# DIRECTIONS
Beneath this instruction is a block of data; output from it exactly the lines that run from the one containing "the pink t-shirt" through the one containing "the man's arm", inclusive.

# PROVIDED RECORDS
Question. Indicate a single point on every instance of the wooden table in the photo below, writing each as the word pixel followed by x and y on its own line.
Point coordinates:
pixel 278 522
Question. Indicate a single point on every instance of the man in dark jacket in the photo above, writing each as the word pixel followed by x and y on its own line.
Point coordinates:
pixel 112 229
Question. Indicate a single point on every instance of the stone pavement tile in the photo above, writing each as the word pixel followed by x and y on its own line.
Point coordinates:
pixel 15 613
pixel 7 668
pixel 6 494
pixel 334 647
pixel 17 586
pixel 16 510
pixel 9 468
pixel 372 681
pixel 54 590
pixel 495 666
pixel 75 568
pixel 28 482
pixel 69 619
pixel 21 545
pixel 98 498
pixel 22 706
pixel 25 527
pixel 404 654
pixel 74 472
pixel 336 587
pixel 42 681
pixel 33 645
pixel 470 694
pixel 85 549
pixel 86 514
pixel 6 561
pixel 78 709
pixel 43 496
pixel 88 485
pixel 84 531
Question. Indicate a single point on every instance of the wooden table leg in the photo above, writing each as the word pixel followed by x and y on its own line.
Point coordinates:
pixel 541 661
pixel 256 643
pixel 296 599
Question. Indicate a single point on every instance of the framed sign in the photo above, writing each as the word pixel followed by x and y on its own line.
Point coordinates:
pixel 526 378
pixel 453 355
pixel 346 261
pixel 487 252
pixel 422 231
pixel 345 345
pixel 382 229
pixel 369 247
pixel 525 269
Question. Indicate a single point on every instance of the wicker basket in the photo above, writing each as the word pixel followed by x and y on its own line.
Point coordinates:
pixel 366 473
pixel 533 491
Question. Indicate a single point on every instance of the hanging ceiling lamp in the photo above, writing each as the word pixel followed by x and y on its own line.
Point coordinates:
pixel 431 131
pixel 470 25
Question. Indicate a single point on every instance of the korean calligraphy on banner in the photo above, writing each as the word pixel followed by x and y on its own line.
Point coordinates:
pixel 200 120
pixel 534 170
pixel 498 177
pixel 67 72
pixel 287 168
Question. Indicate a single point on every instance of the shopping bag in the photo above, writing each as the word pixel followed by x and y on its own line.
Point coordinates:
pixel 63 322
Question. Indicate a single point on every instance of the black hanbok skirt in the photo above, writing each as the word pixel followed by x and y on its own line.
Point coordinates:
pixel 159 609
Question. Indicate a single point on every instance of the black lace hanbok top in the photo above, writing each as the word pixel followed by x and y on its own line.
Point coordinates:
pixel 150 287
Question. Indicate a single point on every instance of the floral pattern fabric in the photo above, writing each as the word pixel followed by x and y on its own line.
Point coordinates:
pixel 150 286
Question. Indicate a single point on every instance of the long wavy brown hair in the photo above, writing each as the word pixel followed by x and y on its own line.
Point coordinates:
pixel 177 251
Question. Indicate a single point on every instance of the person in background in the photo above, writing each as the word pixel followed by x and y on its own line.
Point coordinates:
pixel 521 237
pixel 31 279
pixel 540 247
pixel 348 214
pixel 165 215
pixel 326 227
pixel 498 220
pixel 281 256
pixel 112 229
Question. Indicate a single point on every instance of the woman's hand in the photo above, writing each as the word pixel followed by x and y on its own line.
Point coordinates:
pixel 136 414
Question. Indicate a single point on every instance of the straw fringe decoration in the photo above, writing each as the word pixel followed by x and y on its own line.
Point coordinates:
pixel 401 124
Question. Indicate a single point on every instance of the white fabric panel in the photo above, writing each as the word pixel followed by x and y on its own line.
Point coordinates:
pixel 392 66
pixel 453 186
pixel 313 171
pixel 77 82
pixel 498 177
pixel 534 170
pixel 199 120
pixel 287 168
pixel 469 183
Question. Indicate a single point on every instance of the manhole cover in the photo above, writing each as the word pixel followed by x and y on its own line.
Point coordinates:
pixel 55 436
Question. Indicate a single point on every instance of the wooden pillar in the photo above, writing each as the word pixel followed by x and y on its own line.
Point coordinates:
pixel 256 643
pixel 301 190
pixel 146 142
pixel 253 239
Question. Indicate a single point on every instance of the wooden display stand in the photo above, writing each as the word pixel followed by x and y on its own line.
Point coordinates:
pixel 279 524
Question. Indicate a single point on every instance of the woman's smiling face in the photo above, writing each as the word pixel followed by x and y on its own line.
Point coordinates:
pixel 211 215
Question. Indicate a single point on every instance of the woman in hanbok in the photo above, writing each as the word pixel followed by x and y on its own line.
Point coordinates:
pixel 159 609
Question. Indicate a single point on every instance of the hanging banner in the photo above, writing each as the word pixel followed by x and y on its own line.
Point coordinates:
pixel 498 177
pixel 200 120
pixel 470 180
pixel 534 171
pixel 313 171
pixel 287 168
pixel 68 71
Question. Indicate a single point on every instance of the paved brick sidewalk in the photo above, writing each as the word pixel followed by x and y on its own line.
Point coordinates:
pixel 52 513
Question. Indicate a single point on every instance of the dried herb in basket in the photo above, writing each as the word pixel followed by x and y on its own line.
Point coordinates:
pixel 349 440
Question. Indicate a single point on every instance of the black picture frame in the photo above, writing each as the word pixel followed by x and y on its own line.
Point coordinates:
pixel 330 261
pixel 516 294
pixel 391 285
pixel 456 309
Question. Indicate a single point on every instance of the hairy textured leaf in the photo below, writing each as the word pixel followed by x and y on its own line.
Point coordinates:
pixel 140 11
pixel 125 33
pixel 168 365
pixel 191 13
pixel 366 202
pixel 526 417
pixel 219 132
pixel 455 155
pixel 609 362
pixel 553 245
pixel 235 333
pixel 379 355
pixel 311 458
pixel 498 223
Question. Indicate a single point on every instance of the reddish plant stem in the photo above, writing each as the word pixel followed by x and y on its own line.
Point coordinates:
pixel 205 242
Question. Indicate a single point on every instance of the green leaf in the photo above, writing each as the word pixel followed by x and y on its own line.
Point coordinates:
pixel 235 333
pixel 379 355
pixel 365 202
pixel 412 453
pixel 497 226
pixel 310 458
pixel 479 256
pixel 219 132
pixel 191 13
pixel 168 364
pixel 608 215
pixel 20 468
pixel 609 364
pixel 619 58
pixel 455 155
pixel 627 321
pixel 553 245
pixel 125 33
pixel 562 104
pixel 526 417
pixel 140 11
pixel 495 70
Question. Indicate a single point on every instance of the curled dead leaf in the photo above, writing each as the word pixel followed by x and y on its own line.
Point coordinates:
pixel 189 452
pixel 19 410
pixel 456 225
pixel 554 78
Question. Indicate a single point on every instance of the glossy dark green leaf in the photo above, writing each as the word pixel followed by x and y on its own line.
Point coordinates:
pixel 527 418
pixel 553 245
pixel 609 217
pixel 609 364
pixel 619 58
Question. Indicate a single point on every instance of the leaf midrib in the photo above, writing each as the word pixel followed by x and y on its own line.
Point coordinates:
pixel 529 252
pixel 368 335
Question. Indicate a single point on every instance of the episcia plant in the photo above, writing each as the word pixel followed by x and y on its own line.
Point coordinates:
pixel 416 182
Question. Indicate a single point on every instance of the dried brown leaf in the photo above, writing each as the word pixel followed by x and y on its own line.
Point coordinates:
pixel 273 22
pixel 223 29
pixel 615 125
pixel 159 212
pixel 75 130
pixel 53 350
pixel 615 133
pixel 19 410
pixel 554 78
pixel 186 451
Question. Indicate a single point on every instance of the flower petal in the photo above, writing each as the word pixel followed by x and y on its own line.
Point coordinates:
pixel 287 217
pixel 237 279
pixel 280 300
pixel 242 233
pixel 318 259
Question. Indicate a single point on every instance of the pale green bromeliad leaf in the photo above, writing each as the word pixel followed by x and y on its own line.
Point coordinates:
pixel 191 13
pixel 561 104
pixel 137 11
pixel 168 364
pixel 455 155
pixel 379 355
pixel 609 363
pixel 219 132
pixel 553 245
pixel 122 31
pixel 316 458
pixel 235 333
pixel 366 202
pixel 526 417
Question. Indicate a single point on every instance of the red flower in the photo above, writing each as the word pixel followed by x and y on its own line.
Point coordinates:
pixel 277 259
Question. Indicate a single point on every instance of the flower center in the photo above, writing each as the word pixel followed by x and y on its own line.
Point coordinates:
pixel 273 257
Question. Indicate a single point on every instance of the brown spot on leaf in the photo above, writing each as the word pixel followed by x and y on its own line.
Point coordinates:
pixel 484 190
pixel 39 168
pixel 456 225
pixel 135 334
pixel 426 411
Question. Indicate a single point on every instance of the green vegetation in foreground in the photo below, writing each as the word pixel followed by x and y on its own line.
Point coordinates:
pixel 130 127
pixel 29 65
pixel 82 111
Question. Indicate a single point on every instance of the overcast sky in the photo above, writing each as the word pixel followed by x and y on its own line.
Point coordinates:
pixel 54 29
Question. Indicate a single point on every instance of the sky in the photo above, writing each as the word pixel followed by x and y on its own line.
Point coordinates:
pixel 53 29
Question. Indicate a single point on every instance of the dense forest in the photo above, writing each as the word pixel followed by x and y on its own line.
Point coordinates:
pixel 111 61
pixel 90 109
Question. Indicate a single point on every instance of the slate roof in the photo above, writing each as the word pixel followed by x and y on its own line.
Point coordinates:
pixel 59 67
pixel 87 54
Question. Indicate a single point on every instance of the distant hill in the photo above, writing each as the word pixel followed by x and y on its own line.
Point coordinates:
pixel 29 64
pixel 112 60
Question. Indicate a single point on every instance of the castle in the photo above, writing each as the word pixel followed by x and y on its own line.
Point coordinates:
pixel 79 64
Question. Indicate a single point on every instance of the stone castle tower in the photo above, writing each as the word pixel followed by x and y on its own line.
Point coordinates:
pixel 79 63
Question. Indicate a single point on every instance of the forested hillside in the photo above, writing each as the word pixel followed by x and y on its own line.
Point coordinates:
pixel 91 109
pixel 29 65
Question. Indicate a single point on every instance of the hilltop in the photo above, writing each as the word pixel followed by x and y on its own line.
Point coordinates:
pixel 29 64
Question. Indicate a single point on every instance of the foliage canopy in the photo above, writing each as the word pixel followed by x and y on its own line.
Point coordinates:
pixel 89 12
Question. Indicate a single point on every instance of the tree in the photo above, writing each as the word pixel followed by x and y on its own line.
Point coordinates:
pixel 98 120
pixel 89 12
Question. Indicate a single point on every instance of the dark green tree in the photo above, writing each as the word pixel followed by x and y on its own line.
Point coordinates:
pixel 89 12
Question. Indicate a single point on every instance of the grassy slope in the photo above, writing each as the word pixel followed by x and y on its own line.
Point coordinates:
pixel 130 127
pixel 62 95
...
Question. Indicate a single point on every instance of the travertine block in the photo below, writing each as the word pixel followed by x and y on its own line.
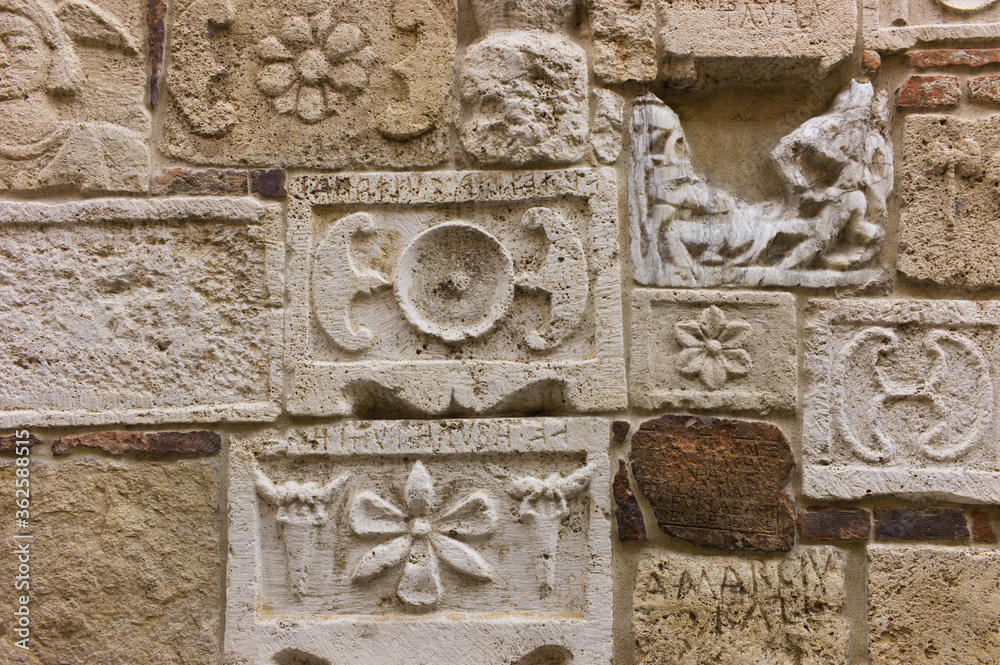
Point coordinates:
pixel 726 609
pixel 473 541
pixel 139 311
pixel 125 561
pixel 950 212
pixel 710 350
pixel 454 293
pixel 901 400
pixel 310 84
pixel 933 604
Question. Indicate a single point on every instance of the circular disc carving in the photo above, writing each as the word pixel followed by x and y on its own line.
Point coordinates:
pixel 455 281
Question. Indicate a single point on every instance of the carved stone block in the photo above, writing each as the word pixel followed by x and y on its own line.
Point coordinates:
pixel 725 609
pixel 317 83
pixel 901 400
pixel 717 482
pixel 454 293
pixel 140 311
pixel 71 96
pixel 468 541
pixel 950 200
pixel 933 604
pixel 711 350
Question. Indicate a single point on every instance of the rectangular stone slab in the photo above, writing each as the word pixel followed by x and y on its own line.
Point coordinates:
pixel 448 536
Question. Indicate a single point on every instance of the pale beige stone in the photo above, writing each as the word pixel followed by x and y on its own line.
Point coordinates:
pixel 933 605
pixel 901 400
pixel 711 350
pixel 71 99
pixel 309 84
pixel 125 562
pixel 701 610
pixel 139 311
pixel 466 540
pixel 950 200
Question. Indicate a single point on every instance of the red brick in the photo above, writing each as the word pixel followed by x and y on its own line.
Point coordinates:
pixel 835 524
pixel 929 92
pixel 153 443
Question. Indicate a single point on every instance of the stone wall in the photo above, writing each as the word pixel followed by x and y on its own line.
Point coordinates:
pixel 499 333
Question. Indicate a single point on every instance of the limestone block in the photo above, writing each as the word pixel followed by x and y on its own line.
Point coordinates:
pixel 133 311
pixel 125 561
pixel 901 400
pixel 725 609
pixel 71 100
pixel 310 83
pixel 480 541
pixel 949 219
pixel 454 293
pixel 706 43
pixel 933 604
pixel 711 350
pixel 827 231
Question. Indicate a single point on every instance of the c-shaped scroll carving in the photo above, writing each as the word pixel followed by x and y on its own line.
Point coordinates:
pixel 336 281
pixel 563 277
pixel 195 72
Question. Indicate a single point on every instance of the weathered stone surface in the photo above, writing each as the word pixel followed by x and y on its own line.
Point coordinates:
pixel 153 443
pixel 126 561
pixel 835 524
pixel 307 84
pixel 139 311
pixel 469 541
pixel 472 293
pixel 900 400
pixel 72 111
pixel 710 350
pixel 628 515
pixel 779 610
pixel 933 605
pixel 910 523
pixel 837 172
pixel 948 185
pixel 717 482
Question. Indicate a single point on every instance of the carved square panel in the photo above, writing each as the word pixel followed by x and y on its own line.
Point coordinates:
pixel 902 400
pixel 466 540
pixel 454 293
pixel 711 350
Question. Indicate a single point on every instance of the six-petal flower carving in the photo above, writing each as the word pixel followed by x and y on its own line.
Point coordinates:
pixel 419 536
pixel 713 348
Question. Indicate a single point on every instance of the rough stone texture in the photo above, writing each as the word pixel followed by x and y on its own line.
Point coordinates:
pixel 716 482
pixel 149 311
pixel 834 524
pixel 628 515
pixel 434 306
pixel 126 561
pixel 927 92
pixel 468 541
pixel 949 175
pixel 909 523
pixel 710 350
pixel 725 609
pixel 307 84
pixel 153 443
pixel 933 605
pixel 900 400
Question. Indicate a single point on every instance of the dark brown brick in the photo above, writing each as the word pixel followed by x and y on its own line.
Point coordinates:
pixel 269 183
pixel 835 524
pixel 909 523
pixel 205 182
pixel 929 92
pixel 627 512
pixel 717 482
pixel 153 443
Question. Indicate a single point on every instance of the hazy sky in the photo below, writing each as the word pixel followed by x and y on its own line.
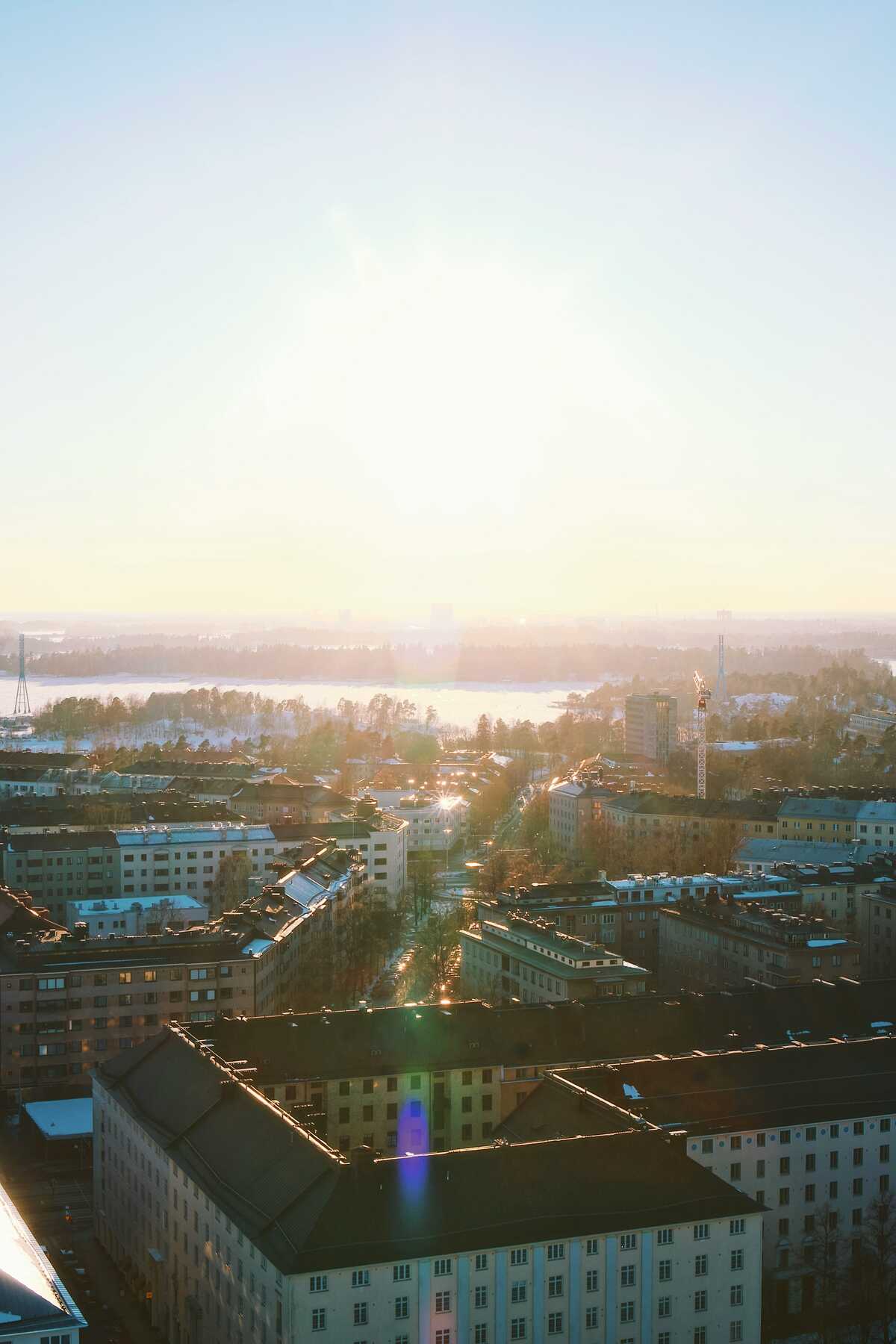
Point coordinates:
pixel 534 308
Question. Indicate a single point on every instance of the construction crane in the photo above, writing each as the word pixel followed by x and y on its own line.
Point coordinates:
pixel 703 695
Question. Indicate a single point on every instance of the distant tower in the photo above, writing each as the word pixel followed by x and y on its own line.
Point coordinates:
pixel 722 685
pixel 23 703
==
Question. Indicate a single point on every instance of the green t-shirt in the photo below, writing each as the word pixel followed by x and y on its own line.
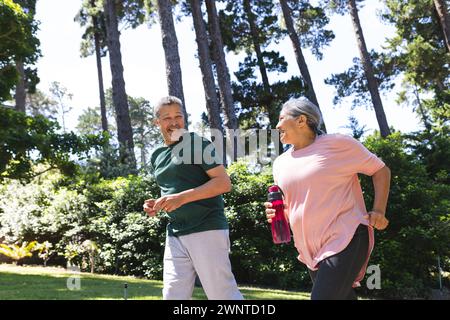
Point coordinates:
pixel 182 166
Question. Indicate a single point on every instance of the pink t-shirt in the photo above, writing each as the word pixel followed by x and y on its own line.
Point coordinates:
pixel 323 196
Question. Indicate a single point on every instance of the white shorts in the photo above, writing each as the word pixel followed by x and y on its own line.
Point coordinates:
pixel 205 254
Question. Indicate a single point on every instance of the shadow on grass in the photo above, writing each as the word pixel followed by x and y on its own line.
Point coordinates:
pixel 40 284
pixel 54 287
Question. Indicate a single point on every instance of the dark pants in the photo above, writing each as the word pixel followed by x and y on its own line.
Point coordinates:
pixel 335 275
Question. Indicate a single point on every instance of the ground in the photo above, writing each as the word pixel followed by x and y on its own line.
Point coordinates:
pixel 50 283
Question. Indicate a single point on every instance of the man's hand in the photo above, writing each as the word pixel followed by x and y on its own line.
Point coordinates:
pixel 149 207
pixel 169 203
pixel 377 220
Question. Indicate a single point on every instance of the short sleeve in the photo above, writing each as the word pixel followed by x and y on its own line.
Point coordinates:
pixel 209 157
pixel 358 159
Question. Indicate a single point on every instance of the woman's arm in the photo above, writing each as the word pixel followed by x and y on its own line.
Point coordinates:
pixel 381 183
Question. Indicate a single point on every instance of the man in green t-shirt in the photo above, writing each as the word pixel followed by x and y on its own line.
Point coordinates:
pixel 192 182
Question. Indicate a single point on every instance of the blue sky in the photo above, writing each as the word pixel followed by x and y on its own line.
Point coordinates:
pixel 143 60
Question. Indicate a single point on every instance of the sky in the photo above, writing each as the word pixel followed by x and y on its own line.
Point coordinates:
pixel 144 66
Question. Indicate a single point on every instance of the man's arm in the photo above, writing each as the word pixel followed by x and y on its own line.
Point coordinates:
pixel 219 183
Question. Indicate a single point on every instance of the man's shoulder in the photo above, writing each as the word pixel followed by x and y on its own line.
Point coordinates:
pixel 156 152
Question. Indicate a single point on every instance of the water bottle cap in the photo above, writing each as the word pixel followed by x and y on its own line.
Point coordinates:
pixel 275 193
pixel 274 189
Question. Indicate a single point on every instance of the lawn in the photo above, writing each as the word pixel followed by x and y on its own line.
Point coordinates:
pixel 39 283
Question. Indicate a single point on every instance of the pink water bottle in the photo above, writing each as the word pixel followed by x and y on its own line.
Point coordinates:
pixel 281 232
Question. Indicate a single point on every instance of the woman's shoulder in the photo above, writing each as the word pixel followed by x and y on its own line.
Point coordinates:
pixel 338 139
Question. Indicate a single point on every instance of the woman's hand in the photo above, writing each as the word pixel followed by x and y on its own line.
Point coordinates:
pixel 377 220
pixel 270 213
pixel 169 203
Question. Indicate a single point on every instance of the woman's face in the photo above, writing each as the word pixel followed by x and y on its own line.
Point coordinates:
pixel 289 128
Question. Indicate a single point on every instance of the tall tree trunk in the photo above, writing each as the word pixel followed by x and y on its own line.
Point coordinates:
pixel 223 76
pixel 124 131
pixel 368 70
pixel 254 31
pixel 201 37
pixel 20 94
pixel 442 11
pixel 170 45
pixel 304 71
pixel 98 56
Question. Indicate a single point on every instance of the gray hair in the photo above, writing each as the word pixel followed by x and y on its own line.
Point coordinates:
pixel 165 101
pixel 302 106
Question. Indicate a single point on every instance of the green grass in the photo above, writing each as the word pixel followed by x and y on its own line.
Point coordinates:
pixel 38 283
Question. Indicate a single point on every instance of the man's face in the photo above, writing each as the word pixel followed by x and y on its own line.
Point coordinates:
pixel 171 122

# TASK OUTPUT
Question. Indicate a single point on every instance of the pink t-shirt in the photo above, writing each as the word pixel followed by x and y on its own line.
Point coordinates:
pixel 323 196
Question. Indicate a single point on every instance of the white shorts in the photo above, writing each as the word pixel followed by x and y on its own line.
Point coordinates:
pixel 205 254
Question. Indicate a single point on every instance of the shadow on grass in the photo above, writing each as the word pixel followed by x and y on its own line.
Point coordinates:
pixel 40 284
pixel 54 287
Question. Indicate a single point on every instance of the dark pants in the photo above, writing each as the word pixel followed by x and y on its own line.
Point coordinates:
pixel 335 275
Question. Indicate a single point on every instance of the ground in the photo above, writing each as the word pixel followed by x and y on its own line.
Point coordinates:
pixel 50 283
Question. Indicate a single point on every instance of the man's hand in the photo above, writing each as the word pixel followed by x and y on its own line.
Point coordinates:
pixel 149 207
pixel 169 203
pixel 377 220
Question. Indicate a single point on every instance of the short sleeve in the photo above, writing each as the word pixel followed by x and y on its own line.
Point coordinates:
pixel 209 157
pixel 358 159
Question. Indicate a single point on every instance of the woman's arm in the photo above, writing each as the word pixel followed by x and y on its own line.
Point coordinates:
pixel 381 183
Question. Indicate a single point on every instance of the man in green t-shirt in the photo above, writing each as the word pixel followed by x and y on its own line.
Point coordinates:
pixel 192 182
Question. Indicate a single point on every instance of the blue sky in the photo above, writing each as the word pixel followed by x and y on its own line.
Point coordinates:
pixel 143 60
Question. Indicate a single point on every instance of the sky in the photo above, writing each as the word pixel followed by x and y on its own line.
Point coordinates:
pixel 144 66
Question. Indicate a single point on every instance of the man's arm in the photo above, writing each as the word pixel followed by x and y on its own line.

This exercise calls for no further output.